Source extract.
------------
Update: The 5th U.S. Circuit of Court of Appeals on Feb 1, 2023 sided with the Texas judge cited below, ruling that the federal ban was unconstitutional. The Justice Department has indicated that it will appeal.
By April M. Zeoli and Shannon Frattaroli
For a large part of the history of the United States, domestic abuse was tolerated under the nation’s legal system. There were few laws criminalizing domestic violence, and enforcement of the existing laws was rare.
It was only in the past few decades that laws criminalizing domestic violence came to be widespread and enforced. But now, the U.S. is in danger of backtracking on that legal framework precisely because of the nation’s historical legacy of turning a blind eye to domestic violence.
On Nov. 10, 2022, a judge in the Western District of Texas struck down the federal law that prohibits access to guns for people subject to domestic violence protection orders. He did this based on a 2022 U.S. Supreme Court ruling, NYSRPA v. Bruen, which held that, to be constitutional, a firearm restriction must be analogous to laws that were in existence when the country was founded. In other words, disarming domestic abusers violates the Second Amendment because those types of laws didn’t exist at the founding of the country.
The ruling has since been appealed to the 5th Circuit Court. The outcome of the appeal is far is from certain.
We study the link between gun laws and domestic violence in the U.S. and know that backtracking on laws that prevent the perpetrators of domestic violence from getting their hands on guns will put lives at risk – the research has proved this time and time again.
Putting lives in danger
At present, federal law prohibits persons subject to final – rather than temporary – domestic violence protection orders from purchasing or possessing firearms. In addition, 39 states and the District of Columbia have similar prohibitions on their statutes, with many expanding the restrictions to include individuals under temporary, or ex parte, orders prior to a full hearing.
------------
The task.
Answer these from the article on gun laws and domestic violence:
(a) On what date did the 5th U.S. Circuit Court of Appeals side with the Texas judge?
(b) In which court was the judge who struck down the federal law on Nov. 10, 2022?
(c) Besides the District of Columbia, how many states have prohibitions similar to the federal one?
------------
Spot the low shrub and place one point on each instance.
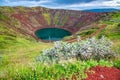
(90, 48)
(117, 63)
(60, 71)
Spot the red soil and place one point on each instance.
(103, 73)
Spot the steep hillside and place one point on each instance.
(28, 20)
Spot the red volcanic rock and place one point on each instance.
(29, 20)
(103, 73)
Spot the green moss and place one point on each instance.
(47, 17)
(3, 17)
(86, 32)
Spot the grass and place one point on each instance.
(18, 52)
(47, 17)
(20, 55)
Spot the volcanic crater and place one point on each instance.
(30, 20)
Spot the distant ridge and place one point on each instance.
(101, 10)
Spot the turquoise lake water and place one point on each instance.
(52, 34)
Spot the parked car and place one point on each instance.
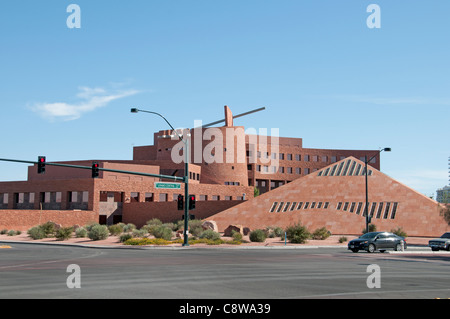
(373, 241)
(440, 243)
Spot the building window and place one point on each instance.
------------
Expected output.
(a) Feb. 1, 2023
(b) The Western District of Texas
(c) 39